EXCERPT:
⁂

A direct interaction with a team intended to help members make co-ordinated and task-appropriate use of their collective resources in accomplishing the team’s work (Hackman and Wageman, 2005 p. 269).

Hackman and Wageman (2005) make a substantial contribution to the knowledge of team coaching in drawing together and detailing various approaches to team coaching, as well as introducing a number of key considerations when embarking on team coaching. One of these is the concept of team members’ “readiness for coaching”. Another relates to the timing of team coaching interventions with reference to Gersick’s (1988) research on team development.

The concept of team coaching proposed by Hackman and Wageman is primarily that of a manager operating as an internal coach and working with a project team or team performing tasks with a lifecycle comprising of a beginning, middle and end. This conceptualisation of team coaching is less relevant for more current interventions whereby an external coach works with an intact team collectively. However, in introducing the terminology of “readiness for coaching” and “temporal markers” to influence the timing of interventions, Hackman and Wageman (2005) raise considerations which have continued to be explored in subsequent literature (Clutterbuck 2007; Hawkins 2011; Peters and Carr, 2013).

The decade following Hackman and Wageman’s (2005) study witnessed an intensification of interest in team coaching and the rapid growth of team coaching practice. The condition of the literature for the period 2005-2015 is of note as academic interest has lagged notably behind practitioner engagement leading to a rich array of practitioner contributions including models and team coaching manuals, contrasting with a paucity of empirical research based on rigorous research standards. Research on team coaching has largely emerged in the form of practical case studies (Traylor, Stahr and Salas, 2020). Peters and Carr (2019) posit that the knowledge base is growing, the number of studies on team coaching outcomes has “grown vastly” since Grant’s (2009) annotated bibliography and more than doubled since their own previous review in 2013, rising from 13 to 33. However, despite these assertions, the overall number of studies is still small, particularly when compared with dyadic coaching. It is also of note that, of the 17 academic/empirical studies identified by Peters and Carr, 12 of these involved the team leader acting as a coach, making the number of academic/empirical studies in which the coach was an external coach very small indeed.

⁂

DATA LINES:
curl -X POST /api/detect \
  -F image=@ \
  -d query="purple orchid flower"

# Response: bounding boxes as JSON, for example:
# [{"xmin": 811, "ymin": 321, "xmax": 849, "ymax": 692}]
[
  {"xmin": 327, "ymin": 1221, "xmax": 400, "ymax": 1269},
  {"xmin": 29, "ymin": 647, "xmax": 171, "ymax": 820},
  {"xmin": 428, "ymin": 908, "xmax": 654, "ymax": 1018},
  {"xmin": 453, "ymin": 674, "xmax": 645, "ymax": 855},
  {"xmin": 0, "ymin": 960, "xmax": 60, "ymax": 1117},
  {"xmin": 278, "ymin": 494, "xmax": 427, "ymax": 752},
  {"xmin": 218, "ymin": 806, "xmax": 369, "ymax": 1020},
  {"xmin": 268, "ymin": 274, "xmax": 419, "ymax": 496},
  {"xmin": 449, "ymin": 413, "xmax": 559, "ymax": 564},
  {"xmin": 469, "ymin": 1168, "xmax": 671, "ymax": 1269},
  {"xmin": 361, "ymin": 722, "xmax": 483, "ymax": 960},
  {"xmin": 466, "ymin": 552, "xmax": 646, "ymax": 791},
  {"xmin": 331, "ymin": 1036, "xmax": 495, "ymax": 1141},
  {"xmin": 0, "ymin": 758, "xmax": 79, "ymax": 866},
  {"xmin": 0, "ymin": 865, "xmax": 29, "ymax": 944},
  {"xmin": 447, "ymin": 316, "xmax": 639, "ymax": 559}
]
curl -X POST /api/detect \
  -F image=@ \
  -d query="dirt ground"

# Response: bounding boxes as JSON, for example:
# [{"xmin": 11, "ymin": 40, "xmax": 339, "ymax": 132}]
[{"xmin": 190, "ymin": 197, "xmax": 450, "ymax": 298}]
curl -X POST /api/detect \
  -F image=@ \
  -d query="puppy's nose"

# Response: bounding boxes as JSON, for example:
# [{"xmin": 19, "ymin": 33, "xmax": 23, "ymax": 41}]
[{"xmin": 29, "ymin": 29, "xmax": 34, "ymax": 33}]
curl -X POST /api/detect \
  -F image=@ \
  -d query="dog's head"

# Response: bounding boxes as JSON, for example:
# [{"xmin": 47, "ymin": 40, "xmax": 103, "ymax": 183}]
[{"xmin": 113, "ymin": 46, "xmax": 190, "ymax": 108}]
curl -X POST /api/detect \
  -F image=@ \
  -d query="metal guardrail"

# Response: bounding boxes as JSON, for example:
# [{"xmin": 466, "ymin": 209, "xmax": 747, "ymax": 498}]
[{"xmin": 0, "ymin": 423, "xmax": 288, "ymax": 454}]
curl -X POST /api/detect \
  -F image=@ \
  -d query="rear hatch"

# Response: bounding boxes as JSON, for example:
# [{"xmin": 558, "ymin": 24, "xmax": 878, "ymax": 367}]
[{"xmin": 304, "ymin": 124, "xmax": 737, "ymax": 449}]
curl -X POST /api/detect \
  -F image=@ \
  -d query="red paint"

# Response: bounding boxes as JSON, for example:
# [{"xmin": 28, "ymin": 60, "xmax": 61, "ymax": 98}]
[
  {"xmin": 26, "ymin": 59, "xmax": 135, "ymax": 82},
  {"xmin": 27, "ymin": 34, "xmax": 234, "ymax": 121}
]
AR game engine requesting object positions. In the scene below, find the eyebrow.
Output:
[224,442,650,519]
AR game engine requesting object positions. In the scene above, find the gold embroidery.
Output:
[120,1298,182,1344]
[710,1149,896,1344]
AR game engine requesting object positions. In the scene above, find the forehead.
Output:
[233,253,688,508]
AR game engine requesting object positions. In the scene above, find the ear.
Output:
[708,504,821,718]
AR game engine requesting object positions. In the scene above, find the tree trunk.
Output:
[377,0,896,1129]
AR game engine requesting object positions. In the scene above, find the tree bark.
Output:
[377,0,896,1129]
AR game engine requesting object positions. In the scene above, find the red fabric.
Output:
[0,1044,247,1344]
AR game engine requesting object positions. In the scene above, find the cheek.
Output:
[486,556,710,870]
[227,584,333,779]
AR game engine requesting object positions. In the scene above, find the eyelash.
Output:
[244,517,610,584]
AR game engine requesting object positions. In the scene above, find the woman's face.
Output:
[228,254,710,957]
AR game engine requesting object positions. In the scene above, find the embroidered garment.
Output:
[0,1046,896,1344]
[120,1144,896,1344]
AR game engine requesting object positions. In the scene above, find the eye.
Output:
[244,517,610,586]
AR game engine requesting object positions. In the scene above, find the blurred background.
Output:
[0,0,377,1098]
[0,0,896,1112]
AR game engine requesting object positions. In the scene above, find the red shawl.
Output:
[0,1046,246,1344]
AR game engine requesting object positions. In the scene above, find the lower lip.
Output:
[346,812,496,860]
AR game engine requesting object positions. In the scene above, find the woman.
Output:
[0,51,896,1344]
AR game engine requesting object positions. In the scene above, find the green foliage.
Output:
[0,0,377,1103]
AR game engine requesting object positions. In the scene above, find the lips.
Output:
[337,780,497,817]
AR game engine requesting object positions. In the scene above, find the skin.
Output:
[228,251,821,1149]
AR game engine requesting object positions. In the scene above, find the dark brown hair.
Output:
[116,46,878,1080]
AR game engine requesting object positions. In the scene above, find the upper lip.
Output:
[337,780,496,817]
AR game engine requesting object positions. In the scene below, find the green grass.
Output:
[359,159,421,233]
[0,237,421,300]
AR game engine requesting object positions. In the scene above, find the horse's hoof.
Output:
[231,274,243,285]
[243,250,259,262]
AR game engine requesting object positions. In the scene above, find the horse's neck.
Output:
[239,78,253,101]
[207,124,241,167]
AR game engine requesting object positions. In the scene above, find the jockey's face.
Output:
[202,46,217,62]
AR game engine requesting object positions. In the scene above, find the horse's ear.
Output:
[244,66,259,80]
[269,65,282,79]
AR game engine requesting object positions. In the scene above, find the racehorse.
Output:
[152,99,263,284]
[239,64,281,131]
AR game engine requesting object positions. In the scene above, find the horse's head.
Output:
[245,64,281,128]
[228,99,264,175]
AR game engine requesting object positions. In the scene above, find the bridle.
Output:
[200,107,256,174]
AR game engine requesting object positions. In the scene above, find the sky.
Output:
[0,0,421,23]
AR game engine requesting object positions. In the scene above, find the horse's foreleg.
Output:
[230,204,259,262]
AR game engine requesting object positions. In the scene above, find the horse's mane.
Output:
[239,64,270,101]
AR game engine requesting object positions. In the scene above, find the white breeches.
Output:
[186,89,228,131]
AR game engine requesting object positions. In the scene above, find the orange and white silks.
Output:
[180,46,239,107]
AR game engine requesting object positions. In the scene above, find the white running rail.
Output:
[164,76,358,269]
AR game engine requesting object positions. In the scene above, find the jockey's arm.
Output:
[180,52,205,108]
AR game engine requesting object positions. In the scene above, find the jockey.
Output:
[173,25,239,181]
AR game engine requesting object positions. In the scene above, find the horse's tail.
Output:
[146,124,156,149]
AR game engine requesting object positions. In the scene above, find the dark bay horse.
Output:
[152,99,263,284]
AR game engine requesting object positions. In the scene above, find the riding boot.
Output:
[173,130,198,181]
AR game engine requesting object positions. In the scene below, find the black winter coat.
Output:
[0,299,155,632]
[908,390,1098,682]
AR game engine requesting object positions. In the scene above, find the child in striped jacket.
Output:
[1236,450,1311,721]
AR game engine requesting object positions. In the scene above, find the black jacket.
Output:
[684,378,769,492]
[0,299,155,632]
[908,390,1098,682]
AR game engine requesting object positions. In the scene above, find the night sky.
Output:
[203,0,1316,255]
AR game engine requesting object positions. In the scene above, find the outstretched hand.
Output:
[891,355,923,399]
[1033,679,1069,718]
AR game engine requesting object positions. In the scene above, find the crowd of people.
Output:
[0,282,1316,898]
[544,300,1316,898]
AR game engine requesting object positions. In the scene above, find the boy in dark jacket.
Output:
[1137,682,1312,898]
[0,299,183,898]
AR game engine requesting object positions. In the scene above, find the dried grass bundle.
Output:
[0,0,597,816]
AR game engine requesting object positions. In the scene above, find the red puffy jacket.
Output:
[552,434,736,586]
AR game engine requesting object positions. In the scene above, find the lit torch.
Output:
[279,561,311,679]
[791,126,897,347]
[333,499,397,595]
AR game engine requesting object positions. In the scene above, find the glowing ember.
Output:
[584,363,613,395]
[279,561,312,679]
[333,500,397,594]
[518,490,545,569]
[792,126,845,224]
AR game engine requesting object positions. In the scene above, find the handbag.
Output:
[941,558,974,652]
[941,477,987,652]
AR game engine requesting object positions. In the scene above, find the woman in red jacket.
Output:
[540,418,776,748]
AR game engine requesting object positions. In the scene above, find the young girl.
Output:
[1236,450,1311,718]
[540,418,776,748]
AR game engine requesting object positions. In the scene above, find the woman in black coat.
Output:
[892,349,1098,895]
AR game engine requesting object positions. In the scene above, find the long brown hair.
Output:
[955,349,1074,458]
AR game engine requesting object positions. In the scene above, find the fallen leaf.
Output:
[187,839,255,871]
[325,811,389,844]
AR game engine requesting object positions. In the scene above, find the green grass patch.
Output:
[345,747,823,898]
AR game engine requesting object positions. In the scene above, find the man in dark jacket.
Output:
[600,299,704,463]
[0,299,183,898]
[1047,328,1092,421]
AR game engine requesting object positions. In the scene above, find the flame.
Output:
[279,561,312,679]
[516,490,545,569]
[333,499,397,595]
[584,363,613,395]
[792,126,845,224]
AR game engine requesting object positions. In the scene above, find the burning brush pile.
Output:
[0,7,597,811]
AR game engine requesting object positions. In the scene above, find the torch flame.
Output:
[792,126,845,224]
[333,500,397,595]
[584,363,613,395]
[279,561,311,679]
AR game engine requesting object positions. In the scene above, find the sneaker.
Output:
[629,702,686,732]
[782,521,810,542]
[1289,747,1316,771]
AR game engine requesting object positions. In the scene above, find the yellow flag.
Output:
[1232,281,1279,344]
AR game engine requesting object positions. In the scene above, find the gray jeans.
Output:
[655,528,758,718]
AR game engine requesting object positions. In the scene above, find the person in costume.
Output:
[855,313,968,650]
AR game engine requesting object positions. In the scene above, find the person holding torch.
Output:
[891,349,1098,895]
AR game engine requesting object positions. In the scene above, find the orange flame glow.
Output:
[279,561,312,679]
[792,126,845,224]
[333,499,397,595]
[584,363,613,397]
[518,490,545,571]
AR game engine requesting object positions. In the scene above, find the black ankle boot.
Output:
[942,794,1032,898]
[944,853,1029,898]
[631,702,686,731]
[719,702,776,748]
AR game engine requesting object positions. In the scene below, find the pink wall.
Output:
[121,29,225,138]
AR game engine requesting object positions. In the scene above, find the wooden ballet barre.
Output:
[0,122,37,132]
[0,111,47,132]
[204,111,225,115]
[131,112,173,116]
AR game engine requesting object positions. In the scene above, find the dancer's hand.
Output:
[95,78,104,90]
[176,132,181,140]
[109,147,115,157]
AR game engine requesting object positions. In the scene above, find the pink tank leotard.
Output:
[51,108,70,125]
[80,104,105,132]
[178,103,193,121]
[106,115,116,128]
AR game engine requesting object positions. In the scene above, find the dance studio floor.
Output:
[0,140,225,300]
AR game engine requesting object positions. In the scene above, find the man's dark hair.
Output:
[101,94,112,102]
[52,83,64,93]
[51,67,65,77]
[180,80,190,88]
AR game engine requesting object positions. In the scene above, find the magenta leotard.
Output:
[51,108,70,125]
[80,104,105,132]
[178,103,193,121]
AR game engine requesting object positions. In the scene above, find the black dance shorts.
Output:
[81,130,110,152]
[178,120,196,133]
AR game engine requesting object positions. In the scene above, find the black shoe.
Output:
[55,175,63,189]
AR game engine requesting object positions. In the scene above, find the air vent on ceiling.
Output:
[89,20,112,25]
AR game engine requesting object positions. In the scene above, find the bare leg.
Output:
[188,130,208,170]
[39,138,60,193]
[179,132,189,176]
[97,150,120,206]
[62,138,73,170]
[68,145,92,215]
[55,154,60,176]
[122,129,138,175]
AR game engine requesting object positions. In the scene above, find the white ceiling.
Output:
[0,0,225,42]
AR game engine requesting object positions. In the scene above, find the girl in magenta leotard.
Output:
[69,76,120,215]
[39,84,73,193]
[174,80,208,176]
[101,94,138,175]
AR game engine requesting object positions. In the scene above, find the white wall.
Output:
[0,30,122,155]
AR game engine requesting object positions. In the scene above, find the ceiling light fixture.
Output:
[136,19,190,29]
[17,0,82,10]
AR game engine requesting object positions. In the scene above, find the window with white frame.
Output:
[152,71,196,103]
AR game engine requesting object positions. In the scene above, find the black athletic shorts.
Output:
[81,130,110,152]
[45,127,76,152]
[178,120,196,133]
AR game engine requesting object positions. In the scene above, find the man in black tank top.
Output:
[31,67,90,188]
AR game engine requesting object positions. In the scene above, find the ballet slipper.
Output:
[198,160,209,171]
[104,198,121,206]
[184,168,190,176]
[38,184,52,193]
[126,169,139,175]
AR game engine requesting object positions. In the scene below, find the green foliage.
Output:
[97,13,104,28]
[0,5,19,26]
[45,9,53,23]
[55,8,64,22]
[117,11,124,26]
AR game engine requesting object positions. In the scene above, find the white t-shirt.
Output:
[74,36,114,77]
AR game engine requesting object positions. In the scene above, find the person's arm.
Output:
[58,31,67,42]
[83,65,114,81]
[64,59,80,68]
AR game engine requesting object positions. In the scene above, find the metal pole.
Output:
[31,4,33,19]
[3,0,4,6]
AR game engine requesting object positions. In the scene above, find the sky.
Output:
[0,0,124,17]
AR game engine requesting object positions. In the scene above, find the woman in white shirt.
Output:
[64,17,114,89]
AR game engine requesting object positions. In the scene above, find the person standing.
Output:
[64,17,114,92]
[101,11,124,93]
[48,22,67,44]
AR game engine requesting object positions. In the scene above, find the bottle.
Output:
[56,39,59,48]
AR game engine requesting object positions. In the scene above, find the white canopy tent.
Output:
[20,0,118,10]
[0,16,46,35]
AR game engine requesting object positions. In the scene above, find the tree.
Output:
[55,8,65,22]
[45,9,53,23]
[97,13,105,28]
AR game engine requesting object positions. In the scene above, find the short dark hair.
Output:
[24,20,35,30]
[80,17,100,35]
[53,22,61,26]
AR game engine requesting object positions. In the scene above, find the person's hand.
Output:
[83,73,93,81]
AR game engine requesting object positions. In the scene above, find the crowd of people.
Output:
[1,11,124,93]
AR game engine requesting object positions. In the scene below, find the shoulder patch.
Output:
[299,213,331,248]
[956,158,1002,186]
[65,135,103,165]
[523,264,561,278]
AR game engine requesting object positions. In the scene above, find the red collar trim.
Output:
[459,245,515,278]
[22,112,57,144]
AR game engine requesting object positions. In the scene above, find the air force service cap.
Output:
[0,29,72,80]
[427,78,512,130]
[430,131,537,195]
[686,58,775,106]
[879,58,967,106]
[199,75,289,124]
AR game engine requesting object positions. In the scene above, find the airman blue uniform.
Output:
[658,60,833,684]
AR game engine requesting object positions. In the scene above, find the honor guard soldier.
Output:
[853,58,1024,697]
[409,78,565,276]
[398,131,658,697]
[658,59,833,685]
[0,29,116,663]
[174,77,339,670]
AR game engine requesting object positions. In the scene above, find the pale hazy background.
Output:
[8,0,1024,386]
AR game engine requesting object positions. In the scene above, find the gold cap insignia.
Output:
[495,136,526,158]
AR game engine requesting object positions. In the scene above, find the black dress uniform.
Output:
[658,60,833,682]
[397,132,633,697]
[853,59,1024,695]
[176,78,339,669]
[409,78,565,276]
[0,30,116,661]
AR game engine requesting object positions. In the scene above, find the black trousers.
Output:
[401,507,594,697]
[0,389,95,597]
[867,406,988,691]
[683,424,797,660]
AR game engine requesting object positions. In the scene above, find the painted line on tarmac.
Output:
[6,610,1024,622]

⁂

DIRECTIONS FOR THIS TASK: Transcribe, word for word, the passage of the team coaching excerpt above that opens with "The concept of team coaching" and closes with "and Carr, 2013).".

EXERCISE OUTPUT:
The concept of team coaching proposed by Hackman and Wageman is primarily that of a manager operating as an internal coach and working with a project team or team performing tasks with a lifecycle comprising of a beginning, middle and end. This conceptualisation of team coaching is less relevant for more current interventions whereby an external coach works with an intact team collectively. However, in introducing the terminology of “readiness for coaching” and “temporal markers” to influence the timing of interventions, Hackman and Wageman (2005) raise considerations which have continued to be explored in subsequent literature (Clutterbuck 2007; Hawkins 2011; Peters and Carr, 2013).